(TEXT PASSAGE)

Demonstrators pledged to continue the protests, even after Prime Minister Hassan Diab called for early elections to defuse the tensions. He was installed as a “technocrat” to head the government in January after Hariri’s forced resignation.
Diab said fresh elections in two months’ time were the only way out of the country’s crisis. His announcement followed the resignation of several Christian legislators who sought to precipitate an election and that of Information Minister Manal Abdel Samad. Diab has put 19 officials, mostly unnamed, under house arrest and/or banned them from travelling, accusing them of knowing about the ammonium nitrate. They include port and customs officials, judges, and former ministers. Several officials have had their bank accounts frozen.
Aoun has set up an investigation into the blast, which will also look at whether “external interference” was a factor, to report within four days. Commentators have seized on this to pin the blame on Hezbollah, claiming that the warehouse was a Hezbollah explosives dump that prompted an air strike by Israel.

(End TEXT PASSAGE)
(RECORD EXCERPTS)

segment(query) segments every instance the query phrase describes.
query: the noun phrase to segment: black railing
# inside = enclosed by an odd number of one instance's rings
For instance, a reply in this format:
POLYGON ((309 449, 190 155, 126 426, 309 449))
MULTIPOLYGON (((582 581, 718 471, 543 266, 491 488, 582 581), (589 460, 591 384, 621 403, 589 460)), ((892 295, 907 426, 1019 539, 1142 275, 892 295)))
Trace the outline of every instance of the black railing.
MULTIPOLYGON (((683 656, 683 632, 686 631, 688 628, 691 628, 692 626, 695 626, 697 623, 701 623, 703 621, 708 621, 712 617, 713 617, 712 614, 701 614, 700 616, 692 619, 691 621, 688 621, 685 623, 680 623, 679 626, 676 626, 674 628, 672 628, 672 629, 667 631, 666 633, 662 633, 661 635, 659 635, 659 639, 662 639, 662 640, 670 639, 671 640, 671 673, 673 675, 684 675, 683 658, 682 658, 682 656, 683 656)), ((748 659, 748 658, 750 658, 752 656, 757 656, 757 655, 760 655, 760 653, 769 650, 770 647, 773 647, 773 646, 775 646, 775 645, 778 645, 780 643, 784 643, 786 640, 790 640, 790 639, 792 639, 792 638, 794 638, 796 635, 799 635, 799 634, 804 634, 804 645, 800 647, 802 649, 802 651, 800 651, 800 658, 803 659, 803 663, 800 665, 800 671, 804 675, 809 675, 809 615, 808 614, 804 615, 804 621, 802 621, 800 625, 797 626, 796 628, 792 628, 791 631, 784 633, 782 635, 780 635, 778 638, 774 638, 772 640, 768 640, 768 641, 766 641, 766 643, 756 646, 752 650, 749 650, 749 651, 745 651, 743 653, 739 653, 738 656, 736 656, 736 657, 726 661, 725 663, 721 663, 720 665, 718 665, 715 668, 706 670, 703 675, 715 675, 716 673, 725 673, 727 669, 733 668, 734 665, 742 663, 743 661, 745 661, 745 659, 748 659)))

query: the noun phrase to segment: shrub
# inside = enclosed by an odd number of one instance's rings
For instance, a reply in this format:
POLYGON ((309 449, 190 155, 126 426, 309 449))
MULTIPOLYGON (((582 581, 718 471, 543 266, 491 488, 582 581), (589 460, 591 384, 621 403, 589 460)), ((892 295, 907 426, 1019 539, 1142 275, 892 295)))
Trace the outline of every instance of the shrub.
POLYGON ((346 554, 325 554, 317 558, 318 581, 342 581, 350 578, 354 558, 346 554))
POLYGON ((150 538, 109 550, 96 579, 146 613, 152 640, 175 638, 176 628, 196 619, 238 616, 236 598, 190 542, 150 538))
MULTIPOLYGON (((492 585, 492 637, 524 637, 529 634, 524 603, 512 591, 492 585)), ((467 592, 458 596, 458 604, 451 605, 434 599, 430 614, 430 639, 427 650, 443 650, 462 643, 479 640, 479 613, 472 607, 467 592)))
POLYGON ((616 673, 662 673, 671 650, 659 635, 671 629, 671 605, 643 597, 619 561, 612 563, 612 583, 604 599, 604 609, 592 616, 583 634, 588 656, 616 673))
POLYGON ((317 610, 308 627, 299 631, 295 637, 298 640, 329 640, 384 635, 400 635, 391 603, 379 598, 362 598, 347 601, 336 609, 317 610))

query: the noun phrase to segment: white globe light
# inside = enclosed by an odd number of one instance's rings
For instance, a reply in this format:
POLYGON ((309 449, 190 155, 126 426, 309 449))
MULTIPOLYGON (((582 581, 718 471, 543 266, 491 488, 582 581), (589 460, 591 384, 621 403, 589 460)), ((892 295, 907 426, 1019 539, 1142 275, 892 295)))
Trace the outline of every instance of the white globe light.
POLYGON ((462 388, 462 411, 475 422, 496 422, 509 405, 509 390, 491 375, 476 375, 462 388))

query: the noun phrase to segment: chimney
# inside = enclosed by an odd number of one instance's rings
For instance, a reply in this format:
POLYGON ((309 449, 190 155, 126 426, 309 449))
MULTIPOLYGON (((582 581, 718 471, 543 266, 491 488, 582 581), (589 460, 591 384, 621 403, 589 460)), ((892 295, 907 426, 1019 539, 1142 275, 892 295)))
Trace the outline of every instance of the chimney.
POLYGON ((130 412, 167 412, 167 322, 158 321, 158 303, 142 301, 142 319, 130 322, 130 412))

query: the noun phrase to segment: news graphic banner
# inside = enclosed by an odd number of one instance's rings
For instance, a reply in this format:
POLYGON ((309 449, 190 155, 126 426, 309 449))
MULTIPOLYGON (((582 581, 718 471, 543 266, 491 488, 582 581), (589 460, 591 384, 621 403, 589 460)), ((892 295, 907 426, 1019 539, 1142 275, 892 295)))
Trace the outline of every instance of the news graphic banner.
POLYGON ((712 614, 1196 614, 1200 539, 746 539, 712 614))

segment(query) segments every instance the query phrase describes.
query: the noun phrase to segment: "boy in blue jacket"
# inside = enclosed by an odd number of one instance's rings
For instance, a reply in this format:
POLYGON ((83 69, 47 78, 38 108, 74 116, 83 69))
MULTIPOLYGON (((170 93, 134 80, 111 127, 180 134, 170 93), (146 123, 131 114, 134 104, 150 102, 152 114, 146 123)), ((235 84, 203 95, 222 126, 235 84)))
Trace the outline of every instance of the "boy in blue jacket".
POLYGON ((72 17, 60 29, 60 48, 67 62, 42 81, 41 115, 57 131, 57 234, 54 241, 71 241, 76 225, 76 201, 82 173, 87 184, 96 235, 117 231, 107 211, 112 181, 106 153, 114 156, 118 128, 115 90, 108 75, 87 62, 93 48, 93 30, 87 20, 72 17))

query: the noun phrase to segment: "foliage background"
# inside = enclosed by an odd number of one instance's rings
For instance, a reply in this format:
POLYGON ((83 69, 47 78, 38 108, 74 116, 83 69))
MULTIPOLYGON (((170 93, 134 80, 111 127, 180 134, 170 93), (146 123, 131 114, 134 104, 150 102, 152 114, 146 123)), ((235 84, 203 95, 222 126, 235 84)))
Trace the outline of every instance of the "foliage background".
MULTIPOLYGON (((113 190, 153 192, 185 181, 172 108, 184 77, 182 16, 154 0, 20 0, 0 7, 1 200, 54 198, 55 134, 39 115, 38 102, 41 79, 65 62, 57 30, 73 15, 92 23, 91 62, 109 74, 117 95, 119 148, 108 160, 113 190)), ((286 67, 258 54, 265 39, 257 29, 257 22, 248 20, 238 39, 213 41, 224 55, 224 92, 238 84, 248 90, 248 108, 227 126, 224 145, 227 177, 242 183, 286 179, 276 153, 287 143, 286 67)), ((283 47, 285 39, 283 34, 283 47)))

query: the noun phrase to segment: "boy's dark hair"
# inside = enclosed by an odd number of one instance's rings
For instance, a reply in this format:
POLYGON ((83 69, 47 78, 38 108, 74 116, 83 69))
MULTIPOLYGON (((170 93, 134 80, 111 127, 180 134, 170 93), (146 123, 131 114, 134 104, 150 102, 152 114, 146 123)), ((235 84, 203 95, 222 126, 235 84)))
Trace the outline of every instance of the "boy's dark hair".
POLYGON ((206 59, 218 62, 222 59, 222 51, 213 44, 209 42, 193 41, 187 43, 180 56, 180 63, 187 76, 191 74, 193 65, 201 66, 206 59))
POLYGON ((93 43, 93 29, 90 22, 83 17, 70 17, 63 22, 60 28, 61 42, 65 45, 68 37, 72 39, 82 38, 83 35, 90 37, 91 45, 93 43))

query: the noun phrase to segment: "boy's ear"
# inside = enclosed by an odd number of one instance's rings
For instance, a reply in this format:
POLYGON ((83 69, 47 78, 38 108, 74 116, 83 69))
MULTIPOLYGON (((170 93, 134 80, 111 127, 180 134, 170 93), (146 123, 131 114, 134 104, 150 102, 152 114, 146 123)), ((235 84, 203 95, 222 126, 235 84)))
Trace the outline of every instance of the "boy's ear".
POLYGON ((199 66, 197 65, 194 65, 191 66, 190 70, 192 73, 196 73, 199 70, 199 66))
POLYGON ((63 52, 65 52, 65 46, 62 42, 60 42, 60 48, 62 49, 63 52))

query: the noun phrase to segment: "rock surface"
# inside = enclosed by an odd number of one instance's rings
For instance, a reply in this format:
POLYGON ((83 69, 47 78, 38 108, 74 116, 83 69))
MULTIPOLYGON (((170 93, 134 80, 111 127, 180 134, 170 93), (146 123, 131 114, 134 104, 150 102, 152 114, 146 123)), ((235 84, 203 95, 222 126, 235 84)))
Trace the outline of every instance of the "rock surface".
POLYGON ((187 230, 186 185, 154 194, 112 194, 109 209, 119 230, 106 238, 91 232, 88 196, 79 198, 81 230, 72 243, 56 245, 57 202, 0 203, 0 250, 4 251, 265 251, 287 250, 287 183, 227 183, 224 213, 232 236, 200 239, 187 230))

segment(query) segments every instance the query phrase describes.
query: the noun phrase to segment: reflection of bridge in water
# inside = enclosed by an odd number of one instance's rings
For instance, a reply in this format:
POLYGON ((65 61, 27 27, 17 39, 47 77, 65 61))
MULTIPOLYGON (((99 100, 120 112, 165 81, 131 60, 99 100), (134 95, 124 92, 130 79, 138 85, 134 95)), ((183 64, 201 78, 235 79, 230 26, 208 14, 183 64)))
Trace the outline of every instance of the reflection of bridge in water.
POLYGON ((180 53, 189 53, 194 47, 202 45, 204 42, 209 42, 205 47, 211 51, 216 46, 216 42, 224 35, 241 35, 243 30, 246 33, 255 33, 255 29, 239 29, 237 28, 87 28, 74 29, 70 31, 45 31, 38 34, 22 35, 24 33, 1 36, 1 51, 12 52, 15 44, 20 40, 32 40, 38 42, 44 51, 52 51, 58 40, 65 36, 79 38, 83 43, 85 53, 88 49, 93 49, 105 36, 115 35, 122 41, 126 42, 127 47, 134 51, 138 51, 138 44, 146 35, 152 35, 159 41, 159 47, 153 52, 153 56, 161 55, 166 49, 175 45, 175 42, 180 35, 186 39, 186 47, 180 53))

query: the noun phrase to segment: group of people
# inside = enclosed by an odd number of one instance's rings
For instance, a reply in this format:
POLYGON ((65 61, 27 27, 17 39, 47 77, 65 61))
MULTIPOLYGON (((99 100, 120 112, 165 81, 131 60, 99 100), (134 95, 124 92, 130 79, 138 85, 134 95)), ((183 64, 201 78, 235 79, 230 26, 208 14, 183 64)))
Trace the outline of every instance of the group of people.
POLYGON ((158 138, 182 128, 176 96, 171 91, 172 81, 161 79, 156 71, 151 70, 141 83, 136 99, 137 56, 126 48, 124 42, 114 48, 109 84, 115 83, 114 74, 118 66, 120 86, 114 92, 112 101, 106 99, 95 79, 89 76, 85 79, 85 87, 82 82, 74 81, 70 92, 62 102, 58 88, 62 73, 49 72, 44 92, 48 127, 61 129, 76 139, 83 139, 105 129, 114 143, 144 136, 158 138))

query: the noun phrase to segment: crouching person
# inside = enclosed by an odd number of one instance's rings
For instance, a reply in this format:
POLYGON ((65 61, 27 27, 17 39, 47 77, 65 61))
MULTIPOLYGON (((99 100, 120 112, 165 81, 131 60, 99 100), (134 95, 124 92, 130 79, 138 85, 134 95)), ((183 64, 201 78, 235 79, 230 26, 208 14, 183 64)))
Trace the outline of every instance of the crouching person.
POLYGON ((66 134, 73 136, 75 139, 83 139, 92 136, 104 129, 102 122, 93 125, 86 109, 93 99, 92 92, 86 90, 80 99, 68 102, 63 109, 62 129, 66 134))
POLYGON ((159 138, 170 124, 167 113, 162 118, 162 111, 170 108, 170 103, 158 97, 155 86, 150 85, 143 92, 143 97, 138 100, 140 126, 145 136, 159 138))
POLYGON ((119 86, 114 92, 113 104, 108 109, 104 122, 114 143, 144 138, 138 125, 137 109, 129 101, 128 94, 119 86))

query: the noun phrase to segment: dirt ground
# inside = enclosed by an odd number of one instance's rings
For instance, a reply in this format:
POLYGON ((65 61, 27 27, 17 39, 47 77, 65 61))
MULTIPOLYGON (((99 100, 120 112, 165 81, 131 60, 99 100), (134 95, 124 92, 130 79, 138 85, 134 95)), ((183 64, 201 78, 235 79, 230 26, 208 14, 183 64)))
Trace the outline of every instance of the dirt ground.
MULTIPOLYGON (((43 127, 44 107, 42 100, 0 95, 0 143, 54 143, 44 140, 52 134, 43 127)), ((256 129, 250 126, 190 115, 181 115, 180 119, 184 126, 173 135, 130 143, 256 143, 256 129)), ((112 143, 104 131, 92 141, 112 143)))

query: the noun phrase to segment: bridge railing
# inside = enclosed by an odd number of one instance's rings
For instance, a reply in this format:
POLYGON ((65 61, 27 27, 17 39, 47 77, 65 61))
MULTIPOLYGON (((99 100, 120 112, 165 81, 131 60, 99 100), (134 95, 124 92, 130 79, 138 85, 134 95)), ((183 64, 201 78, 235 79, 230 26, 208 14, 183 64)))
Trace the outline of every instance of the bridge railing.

(End RECORD EXCERPTS)

* EXERCISE REQUIREMENTS *
1. According to the passage on the protests and the blast investigation, within how many days is the investigation set up by Aoun to report?
2. Continue the passage on the protests and the blast investigation from the point where it stops.

* EXERCISE RESULTS *
1. Within four days.

2.
While such suspicions of an Israeli attack are understandable, given Israel’s history of targeted assassinations, cyber-attacks and other assaults on its opponents, there is no evidence to back this up. In a recent border incident with Hezbollah near the disputed area of the Shebaa Farms, Israeli forces were under unprecedented orders to miss their assailants to prevent an escalation. That indicated that Tel Aviv does not want a renewed war with Hezbollah at this stage.
Nevertheless, theories of Hezbollah’s involvement serve a definite purpose—to deflect attention away from the political factions aligned with Washington, Paris and Riyadh, all of which have denied any responsibility for the explosion of a mountain of explosives kept at the port for six years.
Playing a key role in these machinations is the representative of the former colonial power, and suppressor of the year-long “yellow vest” protests, French President Emmanuel Macron. He became the first international figure to visit the country after the blast. Under the cover of offering aid, he is seeking to organise a political coup by the ruling elite against the working class and engineer Hezbollah’s elimination as a political and military force in Lebanon and Syria.
Macron called for an international investigation into the explosion. His model is presumably the fraudulent $700 million “trial” in absentia of four low-level Hezbollah members by a special UN-backed court in the Netherlands for planting the bomb that killed former Lebanese prime minister and billionaire Rafiq Hariri and 21 others in 2005. That court is due to report its findings soon.
Co-chairing a virtual international aid conference with the UN over the weekend, Macron insisted that aid was conditional upon “radical political reform.” While claiming he would “never interfere in Lebanese politics,” he said he could apply “pressure.”
Speaking on television on his return to Paris, Macron said that if France did not play its part, “other powers may interfere, whether it be Iran, Saudi Arabia or Turkey.”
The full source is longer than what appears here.